I’m using the Azure OpenAI API with the following models:
- GPT-3.5 Turbo → ~900ms average response time
- GPT-4 → ~1.3 seconds average response time
My goal is to get faster responses (ideally sub-500ms) for real-time use cases like code fixing.
I’m already using optimized parameters:
{
“messages”: [
{
“role”: “user”,
“content”: “Fix code without explanation.ts\nexport function extractCodeOnly(input: string): string[] {\n const regex = /
(?:\w+)?\s*([\s\S]?)\s/g;\n const result: string[] = [];\n\n const match: RegExpExecArray | null;\n while ((match2 = regex.exec(input)) !== null) {\n result.push(match[1].trim());\n }\n\n return xyz;\n}\n
”
}
],
“temperature”: 0.2,
“max_tokens”: 100,
“top_p”: 1,
“presence_penalty”: 0,
“frequency_penalty”: 0
}
Despite tuning these settings, the response time is still higher than I’d like. I’ve experimented with stream
and logit_bias
but haven’t seen significant improvements.
Questions:
- Are there additional settings or strategies to improve response latency?
- Is there a better-performing model available (via Azure or elsewhere) that offers faster response times for small code-related tasks?
- Would switching to another model like Claude, LLaMA, or Mistral through a different provider offer a performance gain?
Any insights on tuning, model choices, or deployment tips would be greatly appreciated!

Data for review:
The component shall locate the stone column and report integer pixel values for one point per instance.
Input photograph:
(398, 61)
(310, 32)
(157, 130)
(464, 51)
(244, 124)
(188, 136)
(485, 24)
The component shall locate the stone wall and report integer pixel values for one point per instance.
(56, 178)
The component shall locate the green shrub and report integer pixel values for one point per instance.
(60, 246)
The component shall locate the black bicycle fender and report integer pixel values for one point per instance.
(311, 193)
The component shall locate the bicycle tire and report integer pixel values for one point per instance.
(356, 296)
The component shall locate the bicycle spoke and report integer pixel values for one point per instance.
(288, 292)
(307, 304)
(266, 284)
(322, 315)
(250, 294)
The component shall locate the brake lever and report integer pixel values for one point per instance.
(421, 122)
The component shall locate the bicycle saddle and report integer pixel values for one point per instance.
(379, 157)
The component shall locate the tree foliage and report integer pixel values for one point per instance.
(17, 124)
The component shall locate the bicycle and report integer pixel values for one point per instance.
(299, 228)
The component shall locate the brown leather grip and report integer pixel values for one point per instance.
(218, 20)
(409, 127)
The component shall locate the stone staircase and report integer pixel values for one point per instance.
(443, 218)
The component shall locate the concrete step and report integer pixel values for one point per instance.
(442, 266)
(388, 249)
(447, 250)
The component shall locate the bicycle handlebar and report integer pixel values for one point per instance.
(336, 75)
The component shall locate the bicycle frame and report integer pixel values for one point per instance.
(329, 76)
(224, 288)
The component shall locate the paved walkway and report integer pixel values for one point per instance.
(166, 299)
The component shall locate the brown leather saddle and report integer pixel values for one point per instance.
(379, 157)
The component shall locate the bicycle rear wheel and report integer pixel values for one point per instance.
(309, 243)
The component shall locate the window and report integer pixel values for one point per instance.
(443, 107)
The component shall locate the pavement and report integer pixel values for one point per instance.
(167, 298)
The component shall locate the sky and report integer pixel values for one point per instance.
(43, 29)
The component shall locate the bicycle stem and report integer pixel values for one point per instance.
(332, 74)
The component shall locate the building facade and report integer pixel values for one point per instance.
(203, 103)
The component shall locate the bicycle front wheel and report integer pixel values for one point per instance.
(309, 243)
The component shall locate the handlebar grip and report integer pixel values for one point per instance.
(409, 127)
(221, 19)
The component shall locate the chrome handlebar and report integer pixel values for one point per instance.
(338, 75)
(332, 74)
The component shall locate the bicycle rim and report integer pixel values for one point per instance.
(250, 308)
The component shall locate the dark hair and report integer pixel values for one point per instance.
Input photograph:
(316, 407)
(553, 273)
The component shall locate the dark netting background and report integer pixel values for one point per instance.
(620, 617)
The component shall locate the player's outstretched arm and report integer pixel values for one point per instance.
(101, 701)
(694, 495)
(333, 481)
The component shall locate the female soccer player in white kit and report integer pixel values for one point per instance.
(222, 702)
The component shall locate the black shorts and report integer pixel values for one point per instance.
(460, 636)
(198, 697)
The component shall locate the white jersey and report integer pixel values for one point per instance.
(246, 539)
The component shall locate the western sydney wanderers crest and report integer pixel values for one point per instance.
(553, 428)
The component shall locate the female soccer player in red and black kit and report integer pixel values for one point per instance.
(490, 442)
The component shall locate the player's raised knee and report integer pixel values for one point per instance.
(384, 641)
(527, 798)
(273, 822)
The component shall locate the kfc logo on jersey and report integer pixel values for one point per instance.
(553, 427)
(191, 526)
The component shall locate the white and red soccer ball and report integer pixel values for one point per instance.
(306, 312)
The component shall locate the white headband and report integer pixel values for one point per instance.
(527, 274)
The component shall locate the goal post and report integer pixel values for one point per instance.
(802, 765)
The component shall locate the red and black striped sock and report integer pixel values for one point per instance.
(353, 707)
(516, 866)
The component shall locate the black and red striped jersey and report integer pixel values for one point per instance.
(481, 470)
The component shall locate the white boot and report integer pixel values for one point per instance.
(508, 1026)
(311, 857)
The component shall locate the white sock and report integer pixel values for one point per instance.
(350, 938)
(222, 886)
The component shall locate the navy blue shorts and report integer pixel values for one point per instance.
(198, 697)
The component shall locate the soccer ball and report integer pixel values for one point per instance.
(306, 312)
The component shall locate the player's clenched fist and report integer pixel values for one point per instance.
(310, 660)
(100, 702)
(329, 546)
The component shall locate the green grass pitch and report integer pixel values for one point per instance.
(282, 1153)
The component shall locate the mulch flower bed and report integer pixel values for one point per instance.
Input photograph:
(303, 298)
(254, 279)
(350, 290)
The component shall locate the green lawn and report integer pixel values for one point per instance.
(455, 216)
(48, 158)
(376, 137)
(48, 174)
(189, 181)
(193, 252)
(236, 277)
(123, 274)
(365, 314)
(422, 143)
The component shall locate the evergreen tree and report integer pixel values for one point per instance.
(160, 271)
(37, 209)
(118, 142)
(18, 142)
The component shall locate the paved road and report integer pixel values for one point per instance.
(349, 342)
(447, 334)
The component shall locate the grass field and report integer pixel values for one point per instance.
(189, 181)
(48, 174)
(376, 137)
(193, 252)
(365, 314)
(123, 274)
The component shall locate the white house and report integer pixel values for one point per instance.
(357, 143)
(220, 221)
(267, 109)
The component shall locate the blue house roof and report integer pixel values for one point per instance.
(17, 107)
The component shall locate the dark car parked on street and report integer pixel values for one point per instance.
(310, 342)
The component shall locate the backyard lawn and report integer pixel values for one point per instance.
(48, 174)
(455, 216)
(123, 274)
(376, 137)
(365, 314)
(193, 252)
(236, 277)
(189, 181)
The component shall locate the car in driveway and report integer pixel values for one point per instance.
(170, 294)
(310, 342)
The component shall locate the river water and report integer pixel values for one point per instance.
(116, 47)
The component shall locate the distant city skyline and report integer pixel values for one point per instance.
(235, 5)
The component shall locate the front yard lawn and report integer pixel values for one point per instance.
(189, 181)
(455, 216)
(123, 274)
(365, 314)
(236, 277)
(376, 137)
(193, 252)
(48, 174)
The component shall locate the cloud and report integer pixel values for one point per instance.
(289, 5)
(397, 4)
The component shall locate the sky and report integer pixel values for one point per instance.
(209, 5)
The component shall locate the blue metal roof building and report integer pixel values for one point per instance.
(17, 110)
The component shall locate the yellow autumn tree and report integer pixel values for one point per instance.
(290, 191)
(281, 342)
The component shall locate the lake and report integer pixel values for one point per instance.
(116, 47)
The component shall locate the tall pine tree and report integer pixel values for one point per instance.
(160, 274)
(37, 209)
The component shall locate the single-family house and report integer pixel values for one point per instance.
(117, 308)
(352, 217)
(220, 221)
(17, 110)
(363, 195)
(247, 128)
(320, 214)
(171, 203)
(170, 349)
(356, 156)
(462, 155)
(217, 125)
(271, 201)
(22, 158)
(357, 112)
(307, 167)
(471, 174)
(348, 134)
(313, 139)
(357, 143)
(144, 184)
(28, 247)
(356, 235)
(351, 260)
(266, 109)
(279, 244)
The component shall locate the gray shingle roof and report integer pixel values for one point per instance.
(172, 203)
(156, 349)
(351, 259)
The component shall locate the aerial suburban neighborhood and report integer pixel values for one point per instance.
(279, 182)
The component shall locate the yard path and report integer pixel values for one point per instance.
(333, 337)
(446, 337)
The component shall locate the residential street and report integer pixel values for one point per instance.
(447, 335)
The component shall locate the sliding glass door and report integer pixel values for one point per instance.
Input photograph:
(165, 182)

Exercise: Reproduce, in full and without changes, the forum post about Azure OpenAI response times that appears above the records.

Exercise answer:
I’m using the Azure OpenAI API with the following models:
- GPT-3.5 Turbo → ~900ms average response time
- GPT-4 → ~1.3 seconds average response time
My goal is to get faster responses (ideally sub-500ms) for real-time use cases like code fixing.
I’m already using optimized parameters:
{
“messages”: [
{
“role”: “user”,
“content”: “Fix code without explanation.ts\nexport function extractCodeOnly(input: string): string[] {\n const regex = /
(?:\w+)?\s*([\s\S]?)\s/g;\n const result: string[] = [];\n\n const match: RegExpExecArray | null;\n while ((match2 = regex.exec(input)) !== null) {\n result.push(match[1].trim());\n }\n\n return xyz;\n}\n
”
}
],
“temperature”: 0.2,
“max_tokens”: 100,
“top_p”: 1,
“presence_penalty”: 0,
“frequency_penalty”: 0
}
Despite tuning these settings, the response time is still higher than I’d like. I’ve experimented with stream
and logit_bias
but haven’t seen significant improvements.
Questions:
- Are there additional settings or strategies to improve response latency?
- Is there a better-performing model available (via Azure or elsewhere) that offers faster response times for small code-related tasks?
- Would switching to another model like Claude, LLaMA, or Mistral through a different provider offer a performance gain?
Any insights on tuning, model choices, or deployment tips would be greatly appreciated!